Or, le territoire semble essentiel – consubstantiel à la vie - comme le langage – et Il est des poètes qui plus que d’autres lient leur pratique d’écriture à l’exploration de leur territoire – et qu’importe la dimension : les personnages de Becket eux-mêmes, dans les poubelles de Fin de Partie (1957) ou ensevelis dans un monticule de sable, comme Winnie (Oh, les beaux jours, 1962) se font un territoire – un espace chargé de sens et d’échanges. J’ai choisi de demander à trois poètes contemporains de nous expliciter le lien qu’ils ont avec le territoire que leur pratique nous fait découvrir : Christophe Sanchez, explorateur d’un territoire minuscule, tel Xavier de Maistre dans Voyage autour de ma chambre (1795), Marien Guillé, « poète de proximité » partageant « grolles aux pieds » sa poésie « de plein air », et Serge Prioul, dont l’écriture se nourrit du dépaysement procuré par  l’exterritorialité de ses séjours au Portugal.

⁂

CONSIGNE ÉCRITE 1
Pouvez-vous condenser le paragraphe du texte sur le territoire et la poésie qui commence par « Or, le territoire semble essentiel », en conservant ses faits principaux ?

⁂

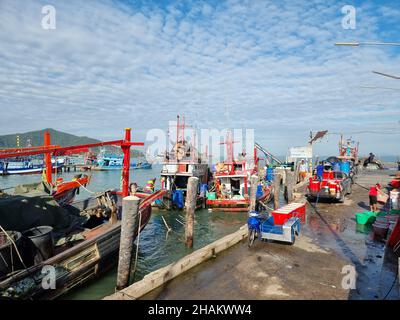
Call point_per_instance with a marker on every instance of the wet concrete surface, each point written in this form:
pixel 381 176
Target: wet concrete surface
pixel 315 267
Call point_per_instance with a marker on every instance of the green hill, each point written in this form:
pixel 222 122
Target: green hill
pixel 35 138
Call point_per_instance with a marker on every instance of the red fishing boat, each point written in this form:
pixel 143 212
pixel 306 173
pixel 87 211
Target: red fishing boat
pixel 77 242
pixel 179 164
pixel 231 189
pixel 64 192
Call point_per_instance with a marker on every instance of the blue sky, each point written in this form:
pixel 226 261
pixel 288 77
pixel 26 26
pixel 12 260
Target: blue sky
pixel 267 65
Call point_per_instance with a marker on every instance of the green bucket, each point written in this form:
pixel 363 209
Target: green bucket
pixel 365 217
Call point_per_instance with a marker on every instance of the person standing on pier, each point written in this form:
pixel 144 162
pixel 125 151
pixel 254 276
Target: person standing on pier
pixel 373 197
pixel 320 170
pixel 133 187
pixel 302 170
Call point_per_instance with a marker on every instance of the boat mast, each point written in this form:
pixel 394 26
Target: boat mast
pixel 47 158
pixel 126 149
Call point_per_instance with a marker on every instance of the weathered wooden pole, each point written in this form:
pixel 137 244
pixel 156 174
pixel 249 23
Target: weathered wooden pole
pixel 289 185
pixel 277 186
pixel 190 206
pixel 254 180
pixel 130 211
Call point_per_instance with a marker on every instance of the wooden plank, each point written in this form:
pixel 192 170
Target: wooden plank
pixel 161 276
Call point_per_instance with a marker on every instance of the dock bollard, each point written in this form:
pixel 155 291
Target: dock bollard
pixel 289 185
pixel 130 211
pixel 254 180
pixel 277 186
pixel 190 207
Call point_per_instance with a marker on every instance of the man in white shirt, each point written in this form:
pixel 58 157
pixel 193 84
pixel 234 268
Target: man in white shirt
pixel 302 170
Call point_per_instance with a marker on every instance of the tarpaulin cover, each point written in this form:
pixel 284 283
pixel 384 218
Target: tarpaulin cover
pixel 32 206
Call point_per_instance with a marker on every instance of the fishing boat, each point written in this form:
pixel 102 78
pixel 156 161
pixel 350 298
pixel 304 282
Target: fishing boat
pixel 49 252
pixel 183 161
pixel 115 162
pixel 348 150
pixel 231 182
pixel 28 166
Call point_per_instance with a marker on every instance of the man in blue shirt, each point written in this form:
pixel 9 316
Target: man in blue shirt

⁂

CONSIGNE ÉCRITE 2
Pourriez-vous recopier mot pour mot les entrées, depuis leur début jusqu'à la ligne contenant « pixel 64 192 » incluse, en laissant l'image de côté ?

RÉPONSE ÉCRITE 1
Le territoire paraît aussi essentiel à la vie que le langage, et certains poètes lient plus que d'autres leur écriture à l'exploration de leur territoire, quelle qu'en soit la taille. Même les personnages de Becket s'en font un, espace chargé de sens et d'échanges, qu'ils soient dans les poubelles de Fin de Partie (1957) ou, comme Winnie, ensevelis dans un monticule de sable (Oh, les beaux jours, 1962). Trois poètes contemporains sont invités à expliciter leur lien au territoire :
- Christophe Sanchez, explorateur d'un territoire minuscule, à la manière de Xavier de Maistre dans Voyage autour de ma chambre (1795) ;
- Marien Guillé, « poète de proximité » qui partage « grolles aux pieds » sa poésie « de plein air » ;
- Serge Prioul, dont l'écriture se nourrit du dépaysement de ses séjours au Portugal.

RÉPONSE ÉCRITE 2
Call point_per_instance with a marker on every instance of the wet concrete surface, each point written in this form:
pixel 381 176
Target: wet concrete surface
pixel 315 267
Call point_per_instance with a marker on every instance of the green hill, each point written in this form:
pixel 222 122
Target: green hill
pixel 35 138
Call point_per_instance with a marker on every instance of the red fishing boat, each point written in this form:
pixel 143 212
pixel 306 173
pixel 87 211
Target: red fishing boat
pixel 77 242
pixel 179 164
pixel 231 189
pixel 64 192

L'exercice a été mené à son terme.